[What you need to do]: Return only the lines starting at the line that contains "[pin] door (one" and ending with the final line of the listing; include both endpoints.

# # # # # # #

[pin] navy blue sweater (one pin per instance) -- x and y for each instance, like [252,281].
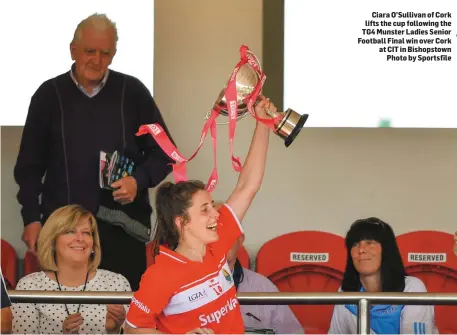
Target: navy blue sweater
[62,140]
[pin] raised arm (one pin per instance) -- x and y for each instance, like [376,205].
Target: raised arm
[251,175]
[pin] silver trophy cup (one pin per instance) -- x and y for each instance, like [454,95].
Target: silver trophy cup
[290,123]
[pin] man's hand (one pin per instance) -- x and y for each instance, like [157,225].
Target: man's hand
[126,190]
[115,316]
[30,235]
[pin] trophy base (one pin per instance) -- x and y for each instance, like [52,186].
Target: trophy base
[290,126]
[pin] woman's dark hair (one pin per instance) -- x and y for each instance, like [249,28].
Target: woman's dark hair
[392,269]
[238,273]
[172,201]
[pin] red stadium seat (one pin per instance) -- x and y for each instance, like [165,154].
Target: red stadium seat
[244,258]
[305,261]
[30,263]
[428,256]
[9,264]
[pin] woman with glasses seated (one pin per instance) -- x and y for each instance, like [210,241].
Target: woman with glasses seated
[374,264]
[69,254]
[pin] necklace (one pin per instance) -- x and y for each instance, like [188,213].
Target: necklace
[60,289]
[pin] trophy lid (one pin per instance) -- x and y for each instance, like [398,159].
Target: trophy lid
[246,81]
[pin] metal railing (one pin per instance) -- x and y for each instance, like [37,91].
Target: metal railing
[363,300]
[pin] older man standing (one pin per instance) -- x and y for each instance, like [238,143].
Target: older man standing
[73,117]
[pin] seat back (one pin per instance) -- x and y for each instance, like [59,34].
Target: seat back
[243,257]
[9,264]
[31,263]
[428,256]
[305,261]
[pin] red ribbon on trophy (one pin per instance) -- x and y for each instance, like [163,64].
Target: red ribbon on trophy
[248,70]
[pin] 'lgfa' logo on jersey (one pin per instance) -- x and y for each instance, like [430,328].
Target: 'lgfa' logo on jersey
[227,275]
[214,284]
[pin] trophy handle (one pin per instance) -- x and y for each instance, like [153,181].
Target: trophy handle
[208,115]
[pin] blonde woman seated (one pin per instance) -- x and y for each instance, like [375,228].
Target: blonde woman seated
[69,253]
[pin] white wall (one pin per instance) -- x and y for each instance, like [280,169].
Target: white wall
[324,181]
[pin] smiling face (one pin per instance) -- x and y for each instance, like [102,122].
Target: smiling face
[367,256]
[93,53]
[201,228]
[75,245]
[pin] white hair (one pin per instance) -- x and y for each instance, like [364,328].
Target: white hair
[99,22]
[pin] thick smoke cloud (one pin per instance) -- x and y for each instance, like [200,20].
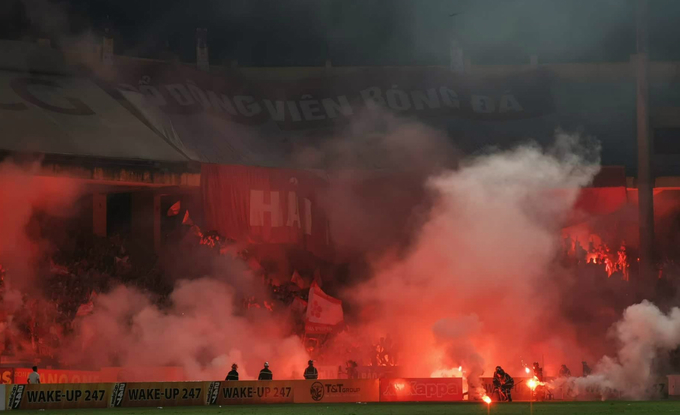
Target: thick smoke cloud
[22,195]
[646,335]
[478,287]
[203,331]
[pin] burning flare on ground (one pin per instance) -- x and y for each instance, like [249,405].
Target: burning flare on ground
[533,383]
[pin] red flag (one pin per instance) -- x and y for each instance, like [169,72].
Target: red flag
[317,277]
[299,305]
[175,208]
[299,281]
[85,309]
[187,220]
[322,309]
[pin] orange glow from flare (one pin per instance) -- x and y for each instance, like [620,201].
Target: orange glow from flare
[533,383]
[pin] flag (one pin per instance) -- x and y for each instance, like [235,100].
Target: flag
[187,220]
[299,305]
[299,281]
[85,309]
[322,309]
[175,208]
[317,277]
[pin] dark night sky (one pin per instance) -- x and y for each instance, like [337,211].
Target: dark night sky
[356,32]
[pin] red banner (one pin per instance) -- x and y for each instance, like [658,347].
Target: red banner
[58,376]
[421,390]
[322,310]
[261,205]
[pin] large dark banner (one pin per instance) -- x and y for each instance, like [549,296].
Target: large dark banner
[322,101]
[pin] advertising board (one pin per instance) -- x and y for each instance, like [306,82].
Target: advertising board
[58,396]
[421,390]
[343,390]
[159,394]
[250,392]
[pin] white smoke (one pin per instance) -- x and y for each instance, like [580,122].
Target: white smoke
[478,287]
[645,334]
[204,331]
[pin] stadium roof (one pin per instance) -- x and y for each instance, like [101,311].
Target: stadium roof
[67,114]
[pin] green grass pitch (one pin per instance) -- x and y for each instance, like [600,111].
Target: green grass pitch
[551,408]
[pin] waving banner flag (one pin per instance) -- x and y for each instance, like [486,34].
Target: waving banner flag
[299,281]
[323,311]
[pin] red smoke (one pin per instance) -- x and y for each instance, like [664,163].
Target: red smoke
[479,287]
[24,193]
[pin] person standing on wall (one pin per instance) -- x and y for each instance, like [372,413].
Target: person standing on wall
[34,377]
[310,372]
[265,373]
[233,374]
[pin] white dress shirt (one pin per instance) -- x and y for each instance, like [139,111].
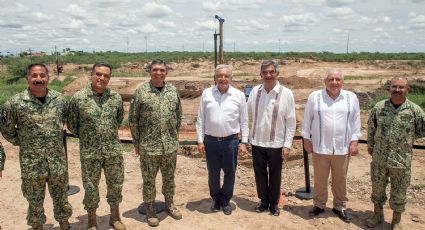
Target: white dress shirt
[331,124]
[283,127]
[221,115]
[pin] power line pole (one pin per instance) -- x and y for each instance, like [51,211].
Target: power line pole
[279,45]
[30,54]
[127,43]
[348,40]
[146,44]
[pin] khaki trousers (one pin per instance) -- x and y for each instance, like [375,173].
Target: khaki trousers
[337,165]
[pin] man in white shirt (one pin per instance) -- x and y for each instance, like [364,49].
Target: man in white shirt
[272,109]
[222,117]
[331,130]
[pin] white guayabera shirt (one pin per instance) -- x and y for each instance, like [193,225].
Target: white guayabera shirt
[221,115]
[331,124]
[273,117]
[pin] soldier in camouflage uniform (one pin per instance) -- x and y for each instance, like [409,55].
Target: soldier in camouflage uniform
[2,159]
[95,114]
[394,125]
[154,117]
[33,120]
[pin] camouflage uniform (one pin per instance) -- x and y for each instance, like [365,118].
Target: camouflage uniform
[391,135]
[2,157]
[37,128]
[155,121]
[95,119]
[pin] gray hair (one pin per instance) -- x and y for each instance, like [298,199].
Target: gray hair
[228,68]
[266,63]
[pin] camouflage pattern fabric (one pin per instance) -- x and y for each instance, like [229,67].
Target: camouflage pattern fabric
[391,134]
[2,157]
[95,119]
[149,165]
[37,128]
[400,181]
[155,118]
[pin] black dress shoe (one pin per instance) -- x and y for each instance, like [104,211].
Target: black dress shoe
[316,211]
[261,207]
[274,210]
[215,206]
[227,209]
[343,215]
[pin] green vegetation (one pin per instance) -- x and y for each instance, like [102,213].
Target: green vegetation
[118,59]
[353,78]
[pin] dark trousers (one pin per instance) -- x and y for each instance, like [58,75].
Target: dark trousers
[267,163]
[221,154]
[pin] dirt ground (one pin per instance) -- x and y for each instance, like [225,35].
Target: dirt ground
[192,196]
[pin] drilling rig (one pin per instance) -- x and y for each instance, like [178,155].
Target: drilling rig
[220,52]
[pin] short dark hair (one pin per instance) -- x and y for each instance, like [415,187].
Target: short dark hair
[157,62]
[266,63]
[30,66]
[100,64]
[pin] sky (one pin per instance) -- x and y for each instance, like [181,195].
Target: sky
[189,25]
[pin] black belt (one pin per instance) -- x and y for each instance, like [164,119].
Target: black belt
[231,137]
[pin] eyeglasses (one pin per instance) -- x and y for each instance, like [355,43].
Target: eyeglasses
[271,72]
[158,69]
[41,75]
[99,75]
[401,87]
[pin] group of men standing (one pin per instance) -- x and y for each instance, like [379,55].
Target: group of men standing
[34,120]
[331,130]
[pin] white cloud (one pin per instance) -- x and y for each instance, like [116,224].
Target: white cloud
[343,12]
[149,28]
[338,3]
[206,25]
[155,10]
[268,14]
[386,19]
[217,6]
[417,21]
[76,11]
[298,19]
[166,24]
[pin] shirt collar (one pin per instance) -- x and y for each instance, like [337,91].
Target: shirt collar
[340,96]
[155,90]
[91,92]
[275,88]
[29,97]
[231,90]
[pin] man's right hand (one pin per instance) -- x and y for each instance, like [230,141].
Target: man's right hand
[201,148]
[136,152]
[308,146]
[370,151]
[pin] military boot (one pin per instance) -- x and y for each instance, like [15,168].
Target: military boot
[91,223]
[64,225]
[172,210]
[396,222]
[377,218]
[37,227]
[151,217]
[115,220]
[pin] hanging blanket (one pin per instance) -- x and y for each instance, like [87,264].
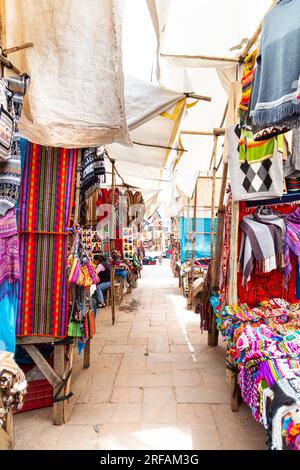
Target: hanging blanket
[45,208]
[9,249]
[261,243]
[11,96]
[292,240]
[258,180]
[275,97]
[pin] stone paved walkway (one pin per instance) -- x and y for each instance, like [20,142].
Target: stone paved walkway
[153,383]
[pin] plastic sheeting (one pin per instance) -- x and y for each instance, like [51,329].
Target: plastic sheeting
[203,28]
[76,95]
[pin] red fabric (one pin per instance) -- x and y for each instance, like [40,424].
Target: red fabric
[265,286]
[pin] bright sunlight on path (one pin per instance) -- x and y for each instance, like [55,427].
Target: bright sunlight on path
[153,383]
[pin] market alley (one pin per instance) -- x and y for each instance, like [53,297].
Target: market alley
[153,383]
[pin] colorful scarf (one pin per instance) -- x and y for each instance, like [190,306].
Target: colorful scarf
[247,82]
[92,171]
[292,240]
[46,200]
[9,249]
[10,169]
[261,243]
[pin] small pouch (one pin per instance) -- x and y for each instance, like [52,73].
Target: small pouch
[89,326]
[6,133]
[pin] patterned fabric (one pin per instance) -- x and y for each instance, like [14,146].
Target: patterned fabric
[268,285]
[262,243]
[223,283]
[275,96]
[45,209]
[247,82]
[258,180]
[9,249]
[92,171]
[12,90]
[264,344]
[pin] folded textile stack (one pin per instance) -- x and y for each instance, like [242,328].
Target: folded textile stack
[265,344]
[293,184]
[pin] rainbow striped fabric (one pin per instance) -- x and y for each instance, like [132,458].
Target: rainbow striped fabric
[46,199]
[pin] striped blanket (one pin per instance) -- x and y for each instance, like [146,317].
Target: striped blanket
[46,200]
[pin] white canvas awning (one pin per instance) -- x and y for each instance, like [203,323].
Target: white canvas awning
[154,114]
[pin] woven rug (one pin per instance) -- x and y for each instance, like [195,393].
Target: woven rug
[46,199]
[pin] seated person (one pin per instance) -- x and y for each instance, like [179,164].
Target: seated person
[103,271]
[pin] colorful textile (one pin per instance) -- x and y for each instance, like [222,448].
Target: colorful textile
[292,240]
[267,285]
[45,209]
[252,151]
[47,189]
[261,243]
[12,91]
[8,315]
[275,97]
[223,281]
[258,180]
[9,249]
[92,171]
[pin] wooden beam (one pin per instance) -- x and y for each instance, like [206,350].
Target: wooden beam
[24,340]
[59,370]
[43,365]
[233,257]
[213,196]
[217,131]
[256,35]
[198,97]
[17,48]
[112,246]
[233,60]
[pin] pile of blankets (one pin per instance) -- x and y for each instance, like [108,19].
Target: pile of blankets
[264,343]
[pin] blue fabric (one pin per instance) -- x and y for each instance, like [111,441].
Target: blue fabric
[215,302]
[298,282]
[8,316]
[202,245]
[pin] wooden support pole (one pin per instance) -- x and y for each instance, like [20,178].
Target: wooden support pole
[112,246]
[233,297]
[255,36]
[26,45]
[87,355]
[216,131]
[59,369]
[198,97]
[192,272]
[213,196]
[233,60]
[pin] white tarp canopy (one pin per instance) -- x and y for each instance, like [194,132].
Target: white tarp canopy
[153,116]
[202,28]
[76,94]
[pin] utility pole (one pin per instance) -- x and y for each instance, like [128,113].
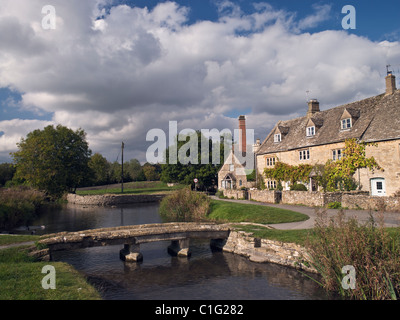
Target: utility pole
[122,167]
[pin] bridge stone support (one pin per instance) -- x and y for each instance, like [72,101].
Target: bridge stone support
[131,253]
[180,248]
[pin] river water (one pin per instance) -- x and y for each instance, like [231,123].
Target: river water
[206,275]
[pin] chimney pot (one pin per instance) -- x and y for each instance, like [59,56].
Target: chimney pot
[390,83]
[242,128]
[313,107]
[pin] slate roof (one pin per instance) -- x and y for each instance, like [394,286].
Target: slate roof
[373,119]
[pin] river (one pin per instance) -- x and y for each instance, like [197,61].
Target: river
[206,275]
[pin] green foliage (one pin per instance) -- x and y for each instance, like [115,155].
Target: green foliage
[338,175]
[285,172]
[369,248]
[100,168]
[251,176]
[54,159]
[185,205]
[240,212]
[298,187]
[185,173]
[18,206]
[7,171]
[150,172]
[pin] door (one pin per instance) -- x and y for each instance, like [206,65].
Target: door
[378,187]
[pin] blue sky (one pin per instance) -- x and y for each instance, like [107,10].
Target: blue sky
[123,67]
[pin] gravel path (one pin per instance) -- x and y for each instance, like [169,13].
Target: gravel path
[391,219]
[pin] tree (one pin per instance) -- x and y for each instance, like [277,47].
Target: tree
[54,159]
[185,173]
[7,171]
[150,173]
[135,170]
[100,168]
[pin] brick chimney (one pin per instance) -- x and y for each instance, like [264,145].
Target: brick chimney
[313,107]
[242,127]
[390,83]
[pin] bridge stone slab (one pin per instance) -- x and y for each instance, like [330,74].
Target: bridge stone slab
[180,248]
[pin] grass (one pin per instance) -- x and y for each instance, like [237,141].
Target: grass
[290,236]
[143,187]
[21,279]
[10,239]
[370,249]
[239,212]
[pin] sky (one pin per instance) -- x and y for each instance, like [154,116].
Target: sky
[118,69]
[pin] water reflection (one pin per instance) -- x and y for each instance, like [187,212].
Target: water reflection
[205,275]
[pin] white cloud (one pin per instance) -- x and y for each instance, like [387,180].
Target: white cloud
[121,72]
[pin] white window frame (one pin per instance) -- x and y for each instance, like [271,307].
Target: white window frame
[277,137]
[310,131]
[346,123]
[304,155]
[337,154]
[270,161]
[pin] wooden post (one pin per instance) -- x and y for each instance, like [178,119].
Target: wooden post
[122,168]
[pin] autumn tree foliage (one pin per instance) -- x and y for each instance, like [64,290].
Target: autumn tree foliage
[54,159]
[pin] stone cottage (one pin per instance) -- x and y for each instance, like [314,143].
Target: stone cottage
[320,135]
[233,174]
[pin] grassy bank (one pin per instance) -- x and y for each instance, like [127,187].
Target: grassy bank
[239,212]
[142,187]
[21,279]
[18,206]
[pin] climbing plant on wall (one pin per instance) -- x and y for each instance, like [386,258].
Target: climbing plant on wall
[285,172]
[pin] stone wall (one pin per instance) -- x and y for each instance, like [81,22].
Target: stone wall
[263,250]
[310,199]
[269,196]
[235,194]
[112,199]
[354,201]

# # # # # # #

[Result of this task]:
[pin] door (one pin per instance) -- x and y for each instance, like [206,65].
Target: door
[378,187]
[pin] blue sky (one pin per instance) -- x and y for each instance, like [107,10].
Target: blue sky
[123,67]
[pin] gravel path (one pin per instance) -- x and y for each instance, like [169,13].
Target: gravel path
[391,219]
[pin] tree (one pin per instance) -- x and y for each instance, like [277,47].
Target: tree
[54,159]
[185,173]
[7,171]
[150,173]
[135,170]
[100,168]
[pin] brick chimney (one pin per instance) -- x and y for each instance, like [264,145].
Target: brick chimney
[313,107]
[242,127]
[390,83]
[pin] bridge stone slab (one pin per instance) -- x and y for each instance, like [330,74].
Target: bridge stone slab
[180,248]
[pin] grass (one pin per instance) -- x and y for each instance, like [237,141].
Target: grass
[290,236]
[143,187]
[21,279]
[10,239]
[370,249]
[239,212]
[pin] sky (one pin per instance) -- x and y for each instance, like [154,116].
Target: sky
[118,69]
[pin] water reflection (one pin per instance) -- x and y for each instance, like [187,212].
Target: water reflection
[205,275]
[pin] white cloud (one pin per instance) -- x and y for each instance, like [387,180].
Target: white cloud
[121,72]
[pin] white window frame (one pin per instance) -- x and y for each instance, like [271,307].
Target: white window frame
[277,137]
[310,131]
[346,123]
[304,155]
[337,154]
[270,161]
[pin] wooden post (one pin per instance) -- x and y for each instance, like [178,119].
Target: wooden post
[122,168]
[pin] autumn tree foliage (one pin per instance) -- x and y for each instance, like [64,290].
Target: autumn tree foliage
[54,159]
[pin] stone cottage (one pin per instance) -- x and y for each instance, like [314,143].
Target: stone cottage
[320,135]
[233,174]
[pin] grassy bank (one pin per instance) -- x and y for each instance, like [127,187].
Target: grassy bank
[239,212]
[142,187]
[21,279]
[18,206]
[pin] climbing plant on wall (one pin per instance) -- x and y for each instance, like [386,258].
Target: climbing plant on wall
[285,172]
[pin] stone wall (one pin per instance) -- x and y for each instance, like [81,22].
Target: stone wall
[263,250]
[310,199]
[269,196]
[235,194]
[112,199]
[354,201]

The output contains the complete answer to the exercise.